:: DESCRIPTION OF THE TASK ::
Write out the data below exactly as given, without any of its pictures.

Free-text object descriptions
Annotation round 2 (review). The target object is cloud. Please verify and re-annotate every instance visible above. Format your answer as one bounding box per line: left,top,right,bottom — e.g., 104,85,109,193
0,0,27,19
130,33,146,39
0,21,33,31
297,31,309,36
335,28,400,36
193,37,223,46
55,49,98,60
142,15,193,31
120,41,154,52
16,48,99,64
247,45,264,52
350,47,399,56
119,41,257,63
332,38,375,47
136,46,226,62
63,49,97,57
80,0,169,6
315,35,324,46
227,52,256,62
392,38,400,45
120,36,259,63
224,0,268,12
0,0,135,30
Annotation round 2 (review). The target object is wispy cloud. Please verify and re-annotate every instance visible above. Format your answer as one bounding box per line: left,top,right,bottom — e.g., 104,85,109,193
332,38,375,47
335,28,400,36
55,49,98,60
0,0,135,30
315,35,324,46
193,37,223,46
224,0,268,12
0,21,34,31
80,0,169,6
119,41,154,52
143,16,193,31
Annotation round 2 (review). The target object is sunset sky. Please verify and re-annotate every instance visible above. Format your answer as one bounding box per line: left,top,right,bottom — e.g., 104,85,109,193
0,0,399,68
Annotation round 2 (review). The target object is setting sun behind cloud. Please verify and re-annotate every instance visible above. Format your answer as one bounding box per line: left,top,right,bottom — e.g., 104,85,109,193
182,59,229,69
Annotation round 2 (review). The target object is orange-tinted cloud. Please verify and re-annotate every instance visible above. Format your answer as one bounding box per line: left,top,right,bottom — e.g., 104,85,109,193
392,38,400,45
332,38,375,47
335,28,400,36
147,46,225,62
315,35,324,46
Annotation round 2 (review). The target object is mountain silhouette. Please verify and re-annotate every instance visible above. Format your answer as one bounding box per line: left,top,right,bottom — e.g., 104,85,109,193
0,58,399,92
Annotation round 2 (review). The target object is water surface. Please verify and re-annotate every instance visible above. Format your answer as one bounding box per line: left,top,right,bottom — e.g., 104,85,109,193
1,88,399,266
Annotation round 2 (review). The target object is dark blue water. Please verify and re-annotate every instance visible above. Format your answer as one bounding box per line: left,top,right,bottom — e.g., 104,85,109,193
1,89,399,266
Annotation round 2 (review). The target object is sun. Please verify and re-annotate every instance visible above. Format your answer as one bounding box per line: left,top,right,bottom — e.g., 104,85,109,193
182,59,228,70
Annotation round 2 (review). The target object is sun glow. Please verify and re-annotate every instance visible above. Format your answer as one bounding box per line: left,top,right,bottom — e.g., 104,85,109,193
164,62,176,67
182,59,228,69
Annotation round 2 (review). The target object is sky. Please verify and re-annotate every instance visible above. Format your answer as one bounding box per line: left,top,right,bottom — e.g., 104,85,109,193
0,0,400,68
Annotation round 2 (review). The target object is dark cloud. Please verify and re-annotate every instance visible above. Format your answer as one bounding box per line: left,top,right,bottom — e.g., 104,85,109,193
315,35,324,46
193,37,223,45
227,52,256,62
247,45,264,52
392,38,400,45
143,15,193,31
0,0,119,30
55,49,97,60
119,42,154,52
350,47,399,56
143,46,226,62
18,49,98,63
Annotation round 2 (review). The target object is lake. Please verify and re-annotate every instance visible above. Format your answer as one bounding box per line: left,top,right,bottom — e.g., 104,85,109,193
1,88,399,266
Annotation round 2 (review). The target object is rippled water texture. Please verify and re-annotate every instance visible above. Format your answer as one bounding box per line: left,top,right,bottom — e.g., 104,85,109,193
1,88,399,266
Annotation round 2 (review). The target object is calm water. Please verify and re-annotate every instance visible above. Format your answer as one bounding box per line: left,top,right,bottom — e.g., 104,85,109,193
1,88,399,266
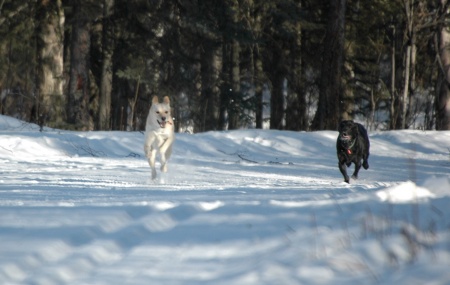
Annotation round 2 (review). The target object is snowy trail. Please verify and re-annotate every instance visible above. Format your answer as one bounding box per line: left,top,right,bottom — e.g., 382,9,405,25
0,116,449,284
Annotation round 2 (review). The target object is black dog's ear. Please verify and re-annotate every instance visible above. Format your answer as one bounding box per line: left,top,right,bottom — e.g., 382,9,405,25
338,120,351,132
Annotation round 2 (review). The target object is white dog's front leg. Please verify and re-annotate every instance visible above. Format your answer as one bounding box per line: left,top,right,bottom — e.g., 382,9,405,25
160,155,167,172
144,133,158,179
143,133,155,157
148,149,157,179
159,137,174,173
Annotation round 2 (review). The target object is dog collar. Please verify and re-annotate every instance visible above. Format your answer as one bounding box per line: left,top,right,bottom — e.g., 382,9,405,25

:: RESPONSE TO THE EXERCISE ::
Annotation round 2 (review). The target object is cloud. Please verify and re-annotate every instance visible above. Format your answer as one bounding box per line: left,top,right,bottom — e.g., 104,85,109,193
0,0,27,19
130,33,146,39
0,21,33,31
297,31,309,36
335,28,400,36
193,37,223,46
55,49,98,60
142,15,193,31
120,41,154,52
16,48,99,64
247,45,264,52
350,47,399,56
119,41,257,63
332,38,375,47
136,46,226,62
63,49,97,57
80,0,169,6
315,35,324,46
227,52,256,62
392,38,400,45
120,36,259,63
224,0,268,12
0,0,135,30
Annotation round 2 (review). The target object is wispy cloud. Please verify and re-annotate every instance visible above. Format your answer as one bounding box per line: left,top,right,bottom — e.g., 104,85,109,193
332,38,375,47
335,28,400,36
55,49,98,60
0,0,135,30
315,35,324,46
193,37,223,46
224,0,268,12
0,21,34,31
80,0,169,6
119,41,154,52
143,16,193,31
Annotation round 2 (review). The target object is sunset sky. Please verify and re-annotate every instance visible above. Format your answer as one bounding box per line: left,top,right,bottom — e.g., 104,85,109,193
0,0,399,68
Annotation round 2 (review). The target object is setting sun behind cloud. Please verify and re-annotate every instance visible above. Format your answer as one bounding box per line: left,top,right,bottom — e.g., 104,85,109,193
182,59,229,69
Annotation round 2 (review). The target object is orange-tinted cloud. Please verify and re-annotate every instance visible above. Format your answer as one bounding box per line: left,top,right,bottom — e.g., 104,85,109,193
392,38,400,45
332,38,375,47
335,28,400,36
147,46,225,62
315,35,324,46
Annotation round 2 (review). The target object is mountain silhouette. Please verify and re-annotate every instance visible above. Format your answer as one bounding box per line: left,top,right,bottom — e.g., 104,85,109,193
0,58,399,92
Annotation round 2 (review). The target object is water surface. Please verify and re-annotate every instance visible above. Format your answer as one bounding box per line: left,top,right,bottom — e.g., 104,85,109,193
1,88,399,266
Annotation round 2 (review). The target object is dark blue water. Please verify and re-annotate every instance visible above. Format your answer as one bounding box per line: left,top,right,bottom — e.g., 104,85,109,193
1,89,399,266
Annotation round 2 (review). The target object is sun. Please verify and re-annotate every instance visible above. Format your answer as one bounding box per line: left,top,right,bottom — e.g., 104,85,109,193
182,59,228,70
Annotation round 2 (review). The target object is sun glow. Please verify and re-annotate every instance visible above. Format your answer as one bounding box per line: left,top,right,bottom — e.g., 104,85,109,193
164,62,176,67
182,59,228,69
Annotation round 2 (review). The target object is sky. Please verify and re-annotate every instance visible above. Format your answer as one bounding box per line: left,top,right,bottom — e.g., 104,85,109,193
0,0,400,68
Annotation round 2 (review). The target object is dark cloud. Please verify and re-annotate every instance visible above. Format your answer as one bounding box per line: left,top,right,bottom — e.g., 104,85,109,193
315,35,324,46
193,37,223,45
227,52,256,62
247,45,264,52
392,38,400,45
143,15,193,31
0,0,119,30
55,49,97,60
119,42,154,52
350,47,399,56
143,46,226,62
18,49,98,63
Annotation round 2 (review). The target object is lake. Please verify and re-annotate every instance visible above. Format your answer as one bounding box per line: left,top,right,bottom — e.g., 104,85,109,193
1,88,399,266
Annotation round 2 (review). The target object is rippled water texture. Please verify and re-annotate every instance visible above. Format your answer as one bounding box per line: left,top,right,bottom — e.g., 104,85,109,193
1,88,399,266
Annotation round 2 (review). The target object is calm water. Please verify and re-annotate every instance visible above. Format your answer as one bounding box per line: left,top,right,bottom — e.g., 104,85,109,193
1,88,399,266
Annotation round 2 (review). The target object is snowy trail. Please verify and re-annotate every instance visible above. Format your answer as one bounding box per line: left,top,right,bottom — e.g., 382,9,405,25
0,116,449,284
Annotation round 2 (review). The target object is black dog's ear. Please verify and re-annotate every instance visible above. Format your answer as one bounding box per line: left,top,right,bottom — e.g., 382,9,405,25
338,120,351,132
Annotation round 2 (review). The target object is white dog's front leg. Please verify and re-annotate every instance visible above. Format your answer as one bounding box per line: left,top,right,bottom — e.g., 382,9,405,25
160,155,167,172
144,133,158,179
143,133,155,157
148,149,157,179
159,137,174,173
Annotation round 2 (review). The target object is dog collar. Please verify and re-annotate every instance visible above. Format your answer as one bounding box per line: left,top,right,bottom — e.g., 382,9,405,25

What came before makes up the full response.